== SET EXERCISE ==
Copy out the entries below word for word, from the line containing "The pointer SHOULD return, for each instance of the weathered" through the end of the entries.
##########
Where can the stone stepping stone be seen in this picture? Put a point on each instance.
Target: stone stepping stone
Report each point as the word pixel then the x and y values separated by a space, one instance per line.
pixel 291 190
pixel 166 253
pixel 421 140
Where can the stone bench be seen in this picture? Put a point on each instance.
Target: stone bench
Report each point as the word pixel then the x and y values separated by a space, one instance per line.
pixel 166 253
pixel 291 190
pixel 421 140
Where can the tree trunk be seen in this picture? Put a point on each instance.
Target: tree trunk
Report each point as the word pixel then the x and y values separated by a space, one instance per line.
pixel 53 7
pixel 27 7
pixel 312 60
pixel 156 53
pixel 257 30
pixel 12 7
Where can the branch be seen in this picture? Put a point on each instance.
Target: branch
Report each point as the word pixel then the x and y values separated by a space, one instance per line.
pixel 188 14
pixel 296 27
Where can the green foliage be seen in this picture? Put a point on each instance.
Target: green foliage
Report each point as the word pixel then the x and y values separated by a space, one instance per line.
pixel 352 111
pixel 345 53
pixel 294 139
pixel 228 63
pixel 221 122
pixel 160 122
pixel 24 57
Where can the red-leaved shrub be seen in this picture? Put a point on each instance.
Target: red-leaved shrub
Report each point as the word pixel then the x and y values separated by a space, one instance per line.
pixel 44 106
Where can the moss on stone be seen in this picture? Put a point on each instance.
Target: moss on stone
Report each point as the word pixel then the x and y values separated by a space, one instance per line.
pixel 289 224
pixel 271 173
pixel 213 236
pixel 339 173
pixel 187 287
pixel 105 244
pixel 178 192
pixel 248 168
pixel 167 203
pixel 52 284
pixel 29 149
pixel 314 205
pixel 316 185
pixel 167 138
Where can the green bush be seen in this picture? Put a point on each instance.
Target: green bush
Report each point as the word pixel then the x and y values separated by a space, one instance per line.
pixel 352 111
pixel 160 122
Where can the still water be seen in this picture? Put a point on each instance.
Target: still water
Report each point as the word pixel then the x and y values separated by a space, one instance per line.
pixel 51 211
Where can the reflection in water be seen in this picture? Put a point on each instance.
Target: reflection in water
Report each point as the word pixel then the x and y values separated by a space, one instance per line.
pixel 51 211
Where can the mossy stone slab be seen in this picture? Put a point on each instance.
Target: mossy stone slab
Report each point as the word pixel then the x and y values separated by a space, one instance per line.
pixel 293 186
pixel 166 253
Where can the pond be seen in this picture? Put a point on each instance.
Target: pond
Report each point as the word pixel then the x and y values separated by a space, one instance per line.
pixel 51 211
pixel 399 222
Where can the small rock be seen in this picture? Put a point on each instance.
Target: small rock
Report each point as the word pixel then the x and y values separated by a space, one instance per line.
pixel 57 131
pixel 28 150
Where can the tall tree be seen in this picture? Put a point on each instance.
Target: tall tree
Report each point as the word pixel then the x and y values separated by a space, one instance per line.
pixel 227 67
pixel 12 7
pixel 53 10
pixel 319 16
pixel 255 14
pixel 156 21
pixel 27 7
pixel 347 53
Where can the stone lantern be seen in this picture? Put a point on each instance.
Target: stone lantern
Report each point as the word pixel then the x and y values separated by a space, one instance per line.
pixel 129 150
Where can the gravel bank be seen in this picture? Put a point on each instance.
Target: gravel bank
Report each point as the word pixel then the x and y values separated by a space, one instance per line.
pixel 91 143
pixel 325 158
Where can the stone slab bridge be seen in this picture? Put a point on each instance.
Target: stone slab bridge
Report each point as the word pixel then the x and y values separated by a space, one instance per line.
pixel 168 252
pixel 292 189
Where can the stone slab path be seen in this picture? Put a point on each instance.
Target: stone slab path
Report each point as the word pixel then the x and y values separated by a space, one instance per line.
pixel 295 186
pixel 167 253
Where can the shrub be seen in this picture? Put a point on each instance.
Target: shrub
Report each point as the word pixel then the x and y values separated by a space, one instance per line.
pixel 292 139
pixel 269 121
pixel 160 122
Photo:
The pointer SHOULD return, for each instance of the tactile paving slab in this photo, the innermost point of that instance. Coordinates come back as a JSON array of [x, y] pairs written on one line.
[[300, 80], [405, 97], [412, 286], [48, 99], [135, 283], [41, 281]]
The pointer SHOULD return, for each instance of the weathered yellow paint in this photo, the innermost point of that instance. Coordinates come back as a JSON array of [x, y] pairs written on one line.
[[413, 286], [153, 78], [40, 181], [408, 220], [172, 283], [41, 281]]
##########
== FINISHED ANSWER ==
The pointer SHOULD return, for each instance of the weathered yellow paint in this photo, the innermost point of that instance. Coordinates come back as a JSON array of [x, y] pairs written on one line.
[[413, 286], [153, 78], [40, 181], [408, 220], [172, 283], [41, 281]]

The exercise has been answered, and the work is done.